Extracted information:

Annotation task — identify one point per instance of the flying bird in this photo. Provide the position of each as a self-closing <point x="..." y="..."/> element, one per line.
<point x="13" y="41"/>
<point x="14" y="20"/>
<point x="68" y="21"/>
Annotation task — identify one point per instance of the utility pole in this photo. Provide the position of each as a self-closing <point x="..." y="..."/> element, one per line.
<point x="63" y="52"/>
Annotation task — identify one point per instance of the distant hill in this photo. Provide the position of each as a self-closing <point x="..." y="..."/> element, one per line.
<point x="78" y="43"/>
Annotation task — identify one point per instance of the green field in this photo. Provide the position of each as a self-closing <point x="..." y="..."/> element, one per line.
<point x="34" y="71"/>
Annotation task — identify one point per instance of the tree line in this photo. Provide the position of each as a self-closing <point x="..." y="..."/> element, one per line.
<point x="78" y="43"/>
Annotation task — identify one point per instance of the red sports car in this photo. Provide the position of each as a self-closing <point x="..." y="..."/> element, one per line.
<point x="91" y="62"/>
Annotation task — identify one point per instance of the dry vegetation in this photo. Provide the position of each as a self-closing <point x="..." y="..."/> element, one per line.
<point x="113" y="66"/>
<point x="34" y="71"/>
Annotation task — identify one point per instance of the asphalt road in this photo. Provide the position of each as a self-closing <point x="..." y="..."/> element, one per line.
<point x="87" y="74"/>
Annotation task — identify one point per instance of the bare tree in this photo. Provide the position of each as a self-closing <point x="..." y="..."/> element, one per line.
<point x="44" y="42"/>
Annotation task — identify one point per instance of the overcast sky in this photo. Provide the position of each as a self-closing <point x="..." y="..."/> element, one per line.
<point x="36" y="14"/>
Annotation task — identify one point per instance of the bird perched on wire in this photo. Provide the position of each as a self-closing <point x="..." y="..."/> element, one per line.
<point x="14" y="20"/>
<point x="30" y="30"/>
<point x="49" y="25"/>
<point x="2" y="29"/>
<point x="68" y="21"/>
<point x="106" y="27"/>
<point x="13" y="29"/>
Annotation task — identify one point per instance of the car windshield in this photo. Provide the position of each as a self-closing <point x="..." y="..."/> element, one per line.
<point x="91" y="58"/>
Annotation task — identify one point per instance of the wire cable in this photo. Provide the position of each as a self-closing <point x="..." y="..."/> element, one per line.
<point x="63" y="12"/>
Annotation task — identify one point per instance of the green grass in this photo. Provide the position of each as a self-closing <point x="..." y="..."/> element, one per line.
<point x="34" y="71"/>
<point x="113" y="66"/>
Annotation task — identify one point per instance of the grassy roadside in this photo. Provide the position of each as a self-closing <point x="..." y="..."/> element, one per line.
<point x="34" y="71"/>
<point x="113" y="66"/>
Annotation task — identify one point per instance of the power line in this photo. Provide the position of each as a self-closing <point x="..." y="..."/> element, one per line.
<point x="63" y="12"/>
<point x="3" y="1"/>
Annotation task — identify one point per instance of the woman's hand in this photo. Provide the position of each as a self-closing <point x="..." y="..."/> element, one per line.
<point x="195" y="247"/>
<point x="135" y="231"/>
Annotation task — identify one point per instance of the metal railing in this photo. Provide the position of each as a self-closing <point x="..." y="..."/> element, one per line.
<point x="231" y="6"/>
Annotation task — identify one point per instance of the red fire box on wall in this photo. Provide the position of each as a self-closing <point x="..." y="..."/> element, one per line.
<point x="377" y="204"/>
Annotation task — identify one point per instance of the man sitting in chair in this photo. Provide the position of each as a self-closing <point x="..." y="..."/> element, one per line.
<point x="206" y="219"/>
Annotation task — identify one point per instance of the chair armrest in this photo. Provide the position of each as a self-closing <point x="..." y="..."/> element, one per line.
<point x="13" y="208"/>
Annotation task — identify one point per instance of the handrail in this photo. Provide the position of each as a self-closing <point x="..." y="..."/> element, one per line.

Problem description:
From the line containing "Annotation task — identify one point per instance of the woman's" down to the final line of the data, write out every line exactly; both the first and last of these belong in your answer, and nothing else does.

Answer to this exercise:
Annotation task — identify one point per instance of the woman's hand in this photo. Provide the position of each as a self-closing <point x="..." y="..."/> element, one per line.
<point x="195" y="247"/>
<point x="135" y="231"/>
Annotation task — identify one point per instance of the metal railing in this photo. Provide the position of each as a self-closing <point x="..." y="..."/> element, one per line.
<point x="231" y="6"/>
Annotation task — identify one point per instance of the red fire box on wall in this photo. Provide the position of each as a self-closing <point x="..." y="..."/> element, one per line.
<point x="377" y="204"/>
Annotation task — identify one point per instance of the man sitting in chair in this photo. Provide the position of each as a self-closing <point x="..." y="..."/> element, one per line.
<point x="206" y="219"/>
Annotation task — identify one point per instance of the chair armrest in this photo. Provide the position of each as a self-closing <point x="..." y="..."/> element, one per line.
<point x="13" y="208"/>
Annotation task — identify one point per instance of the handrail in this photo. Provide the position of each as a self-closing <point x="..." y="..."/> element, one per line.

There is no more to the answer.